Data for the task
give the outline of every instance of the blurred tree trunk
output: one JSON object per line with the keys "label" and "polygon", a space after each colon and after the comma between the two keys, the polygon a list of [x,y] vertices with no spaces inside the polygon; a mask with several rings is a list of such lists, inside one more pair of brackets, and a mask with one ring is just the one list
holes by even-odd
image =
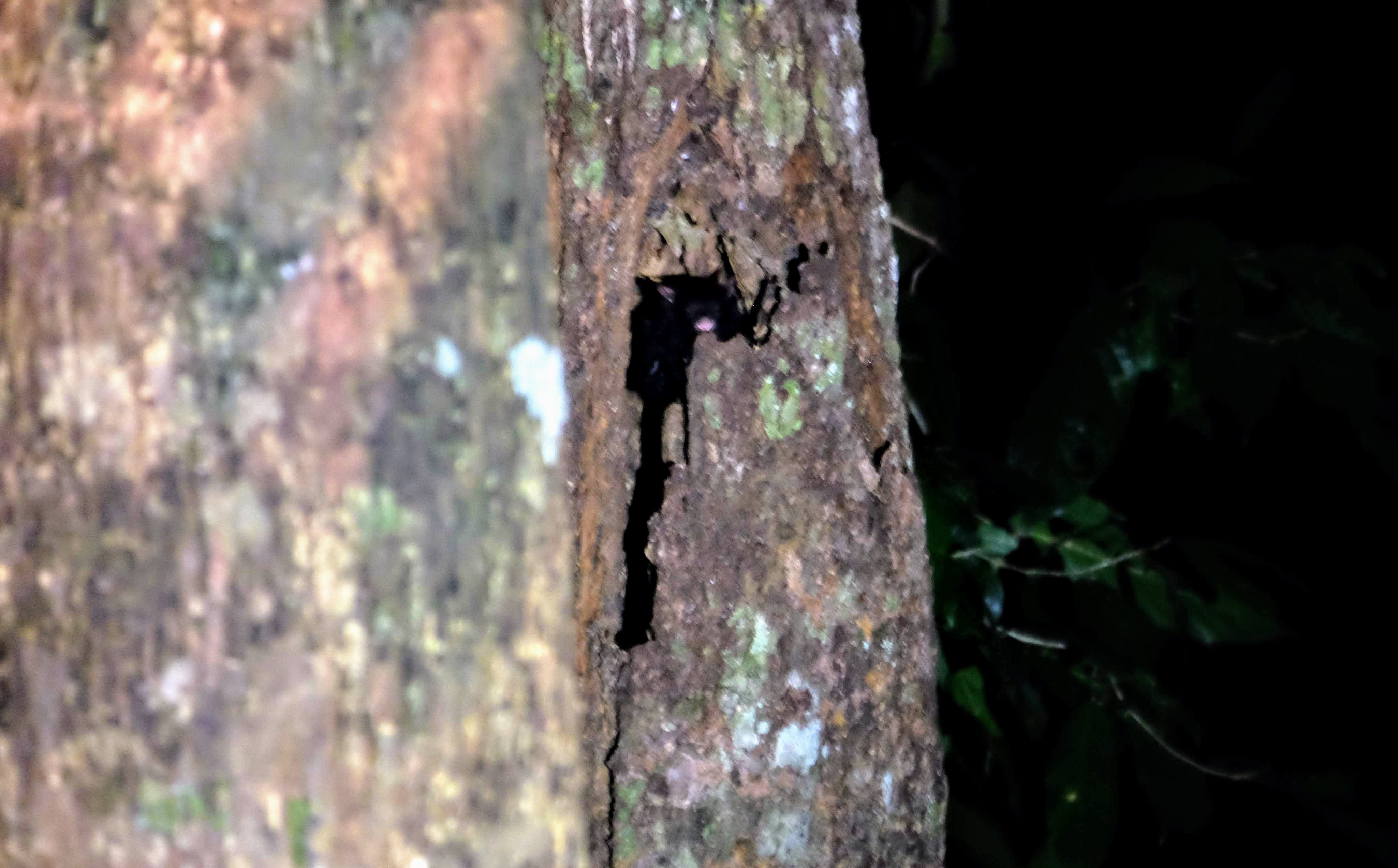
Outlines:
{"label": "blurred tree trunk", "polygon": [[517,0],[0,0],[0,864],[580,865]]}
{"label": "blurred tree trunk", "polygon": [[541,55],[593,861],[939,865],[854,3],[545,0]]}

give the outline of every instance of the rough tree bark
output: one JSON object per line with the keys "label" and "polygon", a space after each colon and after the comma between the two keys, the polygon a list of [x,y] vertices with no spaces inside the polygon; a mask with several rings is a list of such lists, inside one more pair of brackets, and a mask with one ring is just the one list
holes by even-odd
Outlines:
{"label": "rough tree bark", "polygon": [[854,3],[545,0],[541,53],[593,860],[938,865]]}
{"label": "rough tree bark", "polygon": [[0,865],[586,861],[524,17],[0,0]]}

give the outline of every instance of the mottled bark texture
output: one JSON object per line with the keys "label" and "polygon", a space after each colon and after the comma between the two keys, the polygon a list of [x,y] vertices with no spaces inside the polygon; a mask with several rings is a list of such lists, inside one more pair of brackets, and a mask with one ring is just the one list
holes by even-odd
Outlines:
{"label": "mottled bark texture", "polygon": [[[545,20],[593,860],[938,865],[931,587],[854,3]],[[727,287],[712,321],[664,306]]]}
{"label": "mottled bark texture", "polygon": [[583,864],[526,17],[0,0],[0,864]]}

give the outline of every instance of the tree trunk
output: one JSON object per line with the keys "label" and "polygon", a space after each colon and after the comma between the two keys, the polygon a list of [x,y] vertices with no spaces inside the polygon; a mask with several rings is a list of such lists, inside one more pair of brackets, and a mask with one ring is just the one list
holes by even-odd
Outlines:
{"label": "tree trunk", "polygon": [[583,864],[523,18],[0,0],[0,864]]}
{"label": "tree trunk", "polygon": [[545,10],[593,860],[938,865],[854,4]]}

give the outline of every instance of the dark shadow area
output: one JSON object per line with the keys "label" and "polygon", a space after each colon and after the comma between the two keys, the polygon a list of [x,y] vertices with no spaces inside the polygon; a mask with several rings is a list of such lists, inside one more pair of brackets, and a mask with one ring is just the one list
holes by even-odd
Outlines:
{"label": "dark shadow area", "polygon": [[1398,864],[1383,8],[860,7],[948,864]]}
{"label": "dark shadow area", "polygon": [[640,301],[630,312],[630,362],[626,389],[640,396],[640,464],[626,513],[622,551],[626,556],[626,598],[617,646],[630,650],[651,637],[656,611],[656,565],[646,555],[650,519],[665,500],[671,461],[664,457],[665,411],[684,411],[684,451],[689,457],[686,377],[695,340],[710,333],[720,341],[751,338],[752,317],[731,280],[677,275],[663,284],[636,278]]}

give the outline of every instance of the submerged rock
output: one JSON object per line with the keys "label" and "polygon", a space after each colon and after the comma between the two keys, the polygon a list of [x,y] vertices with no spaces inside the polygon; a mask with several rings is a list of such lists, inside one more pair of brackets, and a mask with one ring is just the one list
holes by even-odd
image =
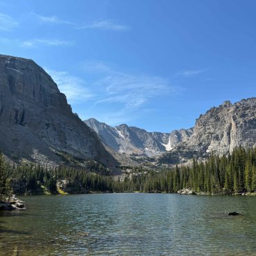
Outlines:
{"label": "submerged rock", "polygon": [[183,188],[183,190],[177,191],[179,194],[196,194],[196,193],[191,188]]}
{"label": "submerged rock", "polygon": [[25,202],[17,199],[15,194],[6,201],[0,201],[0,210],[24,210]]}
{"label": "submerged rock", "polygon": [[232,216],[235,216],[235,215],[239,215],[239,214],[237,212],[230,212],[228,213],[228,215],[232,215]]}

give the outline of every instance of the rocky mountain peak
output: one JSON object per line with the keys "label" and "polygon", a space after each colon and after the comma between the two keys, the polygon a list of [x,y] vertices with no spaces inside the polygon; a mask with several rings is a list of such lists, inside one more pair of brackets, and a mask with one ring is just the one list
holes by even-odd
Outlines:
{"label": "rocky mountain peak", "polygon": [[60,156],[68,154],[104,163],[113,160],[33,61],[1,55],[0,83],[0,145],[10,158],[57,164]]}

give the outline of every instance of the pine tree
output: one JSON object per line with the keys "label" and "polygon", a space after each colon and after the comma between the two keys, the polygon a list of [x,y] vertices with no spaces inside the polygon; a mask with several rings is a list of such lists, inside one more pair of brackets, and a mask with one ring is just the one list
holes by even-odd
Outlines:
{"label": "pine tree", "polygon": [[0,152],[0,201],[4,200],[6,194],[6,176],[5,165],[3,154]]}

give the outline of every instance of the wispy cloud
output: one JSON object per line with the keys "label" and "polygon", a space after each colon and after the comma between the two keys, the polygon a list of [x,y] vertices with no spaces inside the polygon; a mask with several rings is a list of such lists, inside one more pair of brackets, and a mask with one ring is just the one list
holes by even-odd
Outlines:
{"label": "wispy cloud", "polygon": [[75,26],[75,23],[61,19],[58,18],[57,16],[43,16],[38,15],[34,12],[32,12],[32,14],[36,16],[41,21],[43,22]]}
{"label": "wispy cloud", "polygon": [[44,16],[34,12],[32,12],[31,13],[42,22],[55,24],[66,24],[71,26],[76,29],[99,29],[114,31],[124,31],[129,29],[129,26],[119,24],[111,19],[95,20],[93,22],[89,22],[84,25],[81,25],[75,22],[60,19],[55,15]]}
{"label": "wispy cloud", "polygon": [[32,40],[24,41],[20,43],[20,46],[26,48],[33,48],[39,45],[47,46],[59,46],[63,45],[71,45],[72,42],[68,41],[61,41],[58,39],[35,39]]}
{"label": "wispy cloud", "polygon": [[0,13],[0,30],[11,31],[18,25],[19,23],[14,20],[10,16]]}
{"label": "wispy cloud", "polygon": [[120,72],[100,62],[86,62],[84,68],[101,76],[91,84],[96,95],[92,109],[104,109],[97,117],[113,125],[136,119],[145,112],[147,103],[158,97],[170,98],[183,91],[168,79]]}
{"label": "wispy cloud", "polygon": [[57,71],[47,68],[44,69],[57,84],[60,91],[66,95],[69,103],[84,102],[93,97],[85,82],[80,77],[71,75],[66,71]]}
{"label": "wispy cloud", "polygon": [[205,72],[205,69],[190,69],[183,71],[178,73],[179,75],[183,75],[185,77],[191,77],[196,75],[201,74],[202,73]]}
{"label": "wispy cloud", "polygon": [[125,25],[118,24],[110,19],[94,21],[93,22],[84,25],[82,26],[77,26],[76,28],[78,29],[101,29],[105,30],[114,30],[114,31],[124,31],[129,29],[129,27]]}
{"label": "wispy cloud", "polygon": [[105,89],[105,97],[95,102],[120,102],[127,109],[136,109],[149,99],[161,95],[178,93],[178,88],[164,78],[134,75],[111,71],[96,82]]}

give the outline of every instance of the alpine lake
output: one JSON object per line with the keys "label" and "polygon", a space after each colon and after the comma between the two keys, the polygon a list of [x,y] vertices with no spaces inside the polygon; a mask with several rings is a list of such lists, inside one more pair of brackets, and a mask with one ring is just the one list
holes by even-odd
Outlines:
{"label": "alpine lake", "polygon": [[19,198],[26,210],[0,212],[0,255],[256,255],[256,196]]}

What is expected
Starting at the line that contains "give the outline of every instance of the alpine" and ending at the end of the data, write those lines out again, requests included, with 57 added to every x and y coordinate in the polygon outlines.

Solution for this task
give the outline of every instance of the alpine lake
output: one JSON object per line with the keys "label" and "polygon", a space after each colon and after the comma between the two keys, the polygon a list of [x,y] vertices with no spaces inside the polygon; a mask with several rings is a list of such lists, inside one more pair of brackets, and a mask with one ring is just the one list
holes by even-odd
Outlines:
{"label": "alpine lake", "polygon": [[76,255],[83,267],[57,269],[57,312],[313,312],[313,253]]}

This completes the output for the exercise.